DATI FORNITI:
>>>>>

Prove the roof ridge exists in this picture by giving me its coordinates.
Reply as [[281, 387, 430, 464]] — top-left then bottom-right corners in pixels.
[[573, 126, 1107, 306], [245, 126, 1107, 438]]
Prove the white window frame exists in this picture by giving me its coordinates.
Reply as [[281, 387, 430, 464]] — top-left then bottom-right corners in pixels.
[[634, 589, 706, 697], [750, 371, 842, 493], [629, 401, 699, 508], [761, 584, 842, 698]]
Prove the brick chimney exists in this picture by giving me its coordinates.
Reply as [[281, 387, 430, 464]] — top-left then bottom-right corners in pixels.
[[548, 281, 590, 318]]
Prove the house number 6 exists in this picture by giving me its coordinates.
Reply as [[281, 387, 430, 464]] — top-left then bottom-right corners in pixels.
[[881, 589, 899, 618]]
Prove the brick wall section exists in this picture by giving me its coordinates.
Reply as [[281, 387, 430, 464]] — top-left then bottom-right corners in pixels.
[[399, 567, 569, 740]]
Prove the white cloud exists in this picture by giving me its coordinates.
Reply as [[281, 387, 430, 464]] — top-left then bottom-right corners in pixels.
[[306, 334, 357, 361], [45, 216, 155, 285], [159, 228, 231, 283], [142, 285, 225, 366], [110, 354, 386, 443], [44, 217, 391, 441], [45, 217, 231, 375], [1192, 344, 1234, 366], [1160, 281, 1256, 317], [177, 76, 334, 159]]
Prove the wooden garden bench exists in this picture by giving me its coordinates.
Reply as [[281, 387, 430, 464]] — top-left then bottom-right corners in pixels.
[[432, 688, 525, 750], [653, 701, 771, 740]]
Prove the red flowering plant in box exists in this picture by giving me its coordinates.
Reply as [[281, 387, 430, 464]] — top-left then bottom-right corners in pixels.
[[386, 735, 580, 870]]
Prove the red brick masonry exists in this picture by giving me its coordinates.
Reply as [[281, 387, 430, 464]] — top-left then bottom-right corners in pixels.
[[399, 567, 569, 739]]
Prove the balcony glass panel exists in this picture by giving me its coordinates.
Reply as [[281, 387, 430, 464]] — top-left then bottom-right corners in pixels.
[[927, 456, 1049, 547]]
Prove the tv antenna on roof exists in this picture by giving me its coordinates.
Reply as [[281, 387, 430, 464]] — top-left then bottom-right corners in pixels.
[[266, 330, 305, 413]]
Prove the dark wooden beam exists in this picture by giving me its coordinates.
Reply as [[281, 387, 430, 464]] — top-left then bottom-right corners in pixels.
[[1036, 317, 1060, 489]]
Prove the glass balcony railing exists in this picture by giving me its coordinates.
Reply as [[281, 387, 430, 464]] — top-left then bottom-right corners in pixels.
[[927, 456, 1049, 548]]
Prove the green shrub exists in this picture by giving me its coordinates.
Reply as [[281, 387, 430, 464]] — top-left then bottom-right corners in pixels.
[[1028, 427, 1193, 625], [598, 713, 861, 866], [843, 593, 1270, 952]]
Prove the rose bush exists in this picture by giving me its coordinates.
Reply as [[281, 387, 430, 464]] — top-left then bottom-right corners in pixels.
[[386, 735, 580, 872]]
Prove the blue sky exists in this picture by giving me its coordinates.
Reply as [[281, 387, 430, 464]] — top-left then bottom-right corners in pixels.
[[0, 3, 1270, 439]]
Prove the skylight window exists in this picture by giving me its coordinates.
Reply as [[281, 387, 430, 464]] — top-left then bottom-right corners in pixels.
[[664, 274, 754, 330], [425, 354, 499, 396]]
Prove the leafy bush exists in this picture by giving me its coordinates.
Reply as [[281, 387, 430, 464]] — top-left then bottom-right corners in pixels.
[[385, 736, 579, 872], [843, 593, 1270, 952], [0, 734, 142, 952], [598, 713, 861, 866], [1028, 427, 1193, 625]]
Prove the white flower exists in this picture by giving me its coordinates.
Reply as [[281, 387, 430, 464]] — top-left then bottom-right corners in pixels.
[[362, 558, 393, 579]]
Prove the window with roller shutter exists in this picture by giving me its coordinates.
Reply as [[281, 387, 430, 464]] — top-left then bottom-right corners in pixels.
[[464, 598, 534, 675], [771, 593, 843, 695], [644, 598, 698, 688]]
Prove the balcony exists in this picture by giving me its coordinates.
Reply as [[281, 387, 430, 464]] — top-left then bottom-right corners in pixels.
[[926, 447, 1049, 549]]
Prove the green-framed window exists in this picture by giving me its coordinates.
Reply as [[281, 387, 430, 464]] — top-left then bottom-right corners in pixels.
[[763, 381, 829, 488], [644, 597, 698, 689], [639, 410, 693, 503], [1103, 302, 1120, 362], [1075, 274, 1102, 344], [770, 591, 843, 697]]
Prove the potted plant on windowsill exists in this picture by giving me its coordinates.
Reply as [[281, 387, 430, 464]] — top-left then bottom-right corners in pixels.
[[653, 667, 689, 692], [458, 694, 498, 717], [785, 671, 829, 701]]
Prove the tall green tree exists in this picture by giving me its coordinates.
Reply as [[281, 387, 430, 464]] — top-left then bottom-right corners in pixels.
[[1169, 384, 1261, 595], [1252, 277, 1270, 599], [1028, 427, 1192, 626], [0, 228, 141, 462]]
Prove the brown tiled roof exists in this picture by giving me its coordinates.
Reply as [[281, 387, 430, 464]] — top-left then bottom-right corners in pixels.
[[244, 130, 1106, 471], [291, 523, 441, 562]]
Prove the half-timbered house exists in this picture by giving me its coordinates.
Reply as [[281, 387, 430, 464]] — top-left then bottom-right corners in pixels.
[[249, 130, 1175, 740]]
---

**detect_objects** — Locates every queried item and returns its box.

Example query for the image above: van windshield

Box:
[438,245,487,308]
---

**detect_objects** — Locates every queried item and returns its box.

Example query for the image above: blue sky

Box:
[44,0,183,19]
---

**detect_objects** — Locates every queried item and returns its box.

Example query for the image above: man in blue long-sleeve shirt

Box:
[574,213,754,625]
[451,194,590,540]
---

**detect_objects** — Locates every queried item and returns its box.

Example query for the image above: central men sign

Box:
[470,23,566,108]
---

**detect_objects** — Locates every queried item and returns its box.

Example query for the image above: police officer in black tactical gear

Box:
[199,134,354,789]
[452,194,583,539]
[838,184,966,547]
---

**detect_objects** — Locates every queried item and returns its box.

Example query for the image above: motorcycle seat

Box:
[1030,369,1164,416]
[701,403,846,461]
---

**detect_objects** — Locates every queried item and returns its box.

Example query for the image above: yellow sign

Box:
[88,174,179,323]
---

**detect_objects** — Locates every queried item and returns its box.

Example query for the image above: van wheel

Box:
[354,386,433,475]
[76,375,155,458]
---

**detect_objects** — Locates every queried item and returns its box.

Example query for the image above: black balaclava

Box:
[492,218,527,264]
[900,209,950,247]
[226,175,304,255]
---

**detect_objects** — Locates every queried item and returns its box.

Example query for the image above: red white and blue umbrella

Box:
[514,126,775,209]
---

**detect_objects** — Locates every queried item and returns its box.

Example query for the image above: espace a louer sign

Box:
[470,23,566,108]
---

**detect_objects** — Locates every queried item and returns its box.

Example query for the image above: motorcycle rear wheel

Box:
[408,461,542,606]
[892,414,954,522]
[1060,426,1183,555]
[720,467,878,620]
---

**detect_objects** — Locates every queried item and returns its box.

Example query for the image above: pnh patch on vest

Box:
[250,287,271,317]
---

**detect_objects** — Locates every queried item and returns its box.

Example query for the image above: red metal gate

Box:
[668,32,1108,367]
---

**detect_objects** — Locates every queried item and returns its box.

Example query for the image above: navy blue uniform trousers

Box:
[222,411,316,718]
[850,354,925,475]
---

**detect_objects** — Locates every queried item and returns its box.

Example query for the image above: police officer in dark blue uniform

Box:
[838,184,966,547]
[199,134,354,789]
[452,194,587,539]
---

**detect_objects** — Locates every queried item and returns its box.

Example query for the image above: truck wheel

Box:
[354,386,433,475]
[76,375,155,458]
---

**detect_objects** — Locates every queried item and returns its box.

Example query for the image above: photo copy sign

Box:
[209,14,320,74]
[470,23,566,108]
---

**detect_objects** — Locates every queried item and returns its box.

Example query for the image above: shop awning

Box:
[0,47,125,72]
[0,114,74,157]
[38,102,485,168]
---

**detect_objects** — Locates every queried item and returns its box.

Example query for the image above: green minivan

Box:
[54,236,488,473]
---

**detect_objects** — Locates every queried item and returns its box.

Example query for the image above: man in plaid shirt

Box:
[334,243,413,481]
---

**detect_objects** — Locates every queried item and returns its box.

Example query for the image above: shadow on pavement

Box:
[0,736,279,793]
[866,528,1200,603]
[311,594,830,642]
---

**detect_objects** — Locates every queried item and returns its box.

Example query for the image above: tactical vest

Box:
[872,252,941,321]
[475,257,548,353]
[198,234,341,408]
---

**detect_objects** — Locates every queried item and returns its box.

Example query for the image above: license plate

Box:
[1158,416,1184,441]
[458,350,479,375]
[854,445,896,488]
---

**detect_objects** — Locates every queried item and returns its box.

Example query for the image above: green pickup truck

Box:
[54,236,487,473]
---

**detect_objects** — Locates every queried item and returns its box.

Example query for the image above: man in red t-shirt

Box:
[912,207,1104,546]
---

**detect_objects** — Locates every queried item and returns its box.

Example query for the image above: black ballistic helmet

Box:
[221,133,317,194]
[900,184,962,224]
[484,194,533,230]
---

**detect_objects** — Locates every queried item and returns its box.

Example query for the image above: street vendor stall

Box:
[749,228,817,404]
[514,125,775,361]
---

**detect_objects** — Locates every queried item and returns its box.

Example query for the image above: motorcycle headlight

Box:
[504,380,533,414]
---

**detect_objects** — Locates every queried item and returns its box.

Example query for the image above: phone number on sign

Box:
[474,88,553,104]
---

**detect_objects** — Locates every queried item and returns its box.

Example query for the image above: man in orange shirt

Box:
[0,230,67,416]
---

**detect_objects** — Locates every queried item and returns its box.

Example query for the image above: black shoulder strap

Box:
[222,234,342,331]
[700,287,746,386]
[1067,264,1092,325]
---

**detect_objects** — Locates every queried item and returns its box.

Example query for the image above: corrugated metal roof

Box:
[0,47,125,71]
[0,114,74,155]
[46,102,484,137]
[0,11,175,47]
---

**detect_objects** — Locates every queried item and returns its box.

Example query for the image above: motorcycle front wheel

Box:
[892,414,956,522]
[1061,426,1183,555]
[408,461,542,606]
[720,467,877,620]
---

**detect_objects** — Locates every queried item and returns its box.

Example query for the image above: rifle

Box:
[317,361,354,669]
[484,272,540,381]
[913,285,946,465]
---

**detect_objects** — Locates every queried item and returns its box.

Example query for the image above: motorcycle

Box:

<<<<<

CONSEGNA ESERCIZIO: Raccogli dalle righe qui sopra tutte quelle in cui compare la parola "house" e ricopiale così come sono.

RISPOSTA SCRITTA:
Prove the house number 6 exists in this picture by giving me its coordinates.
Prove the half-timbered house exists in this picture by giving me its coordinates.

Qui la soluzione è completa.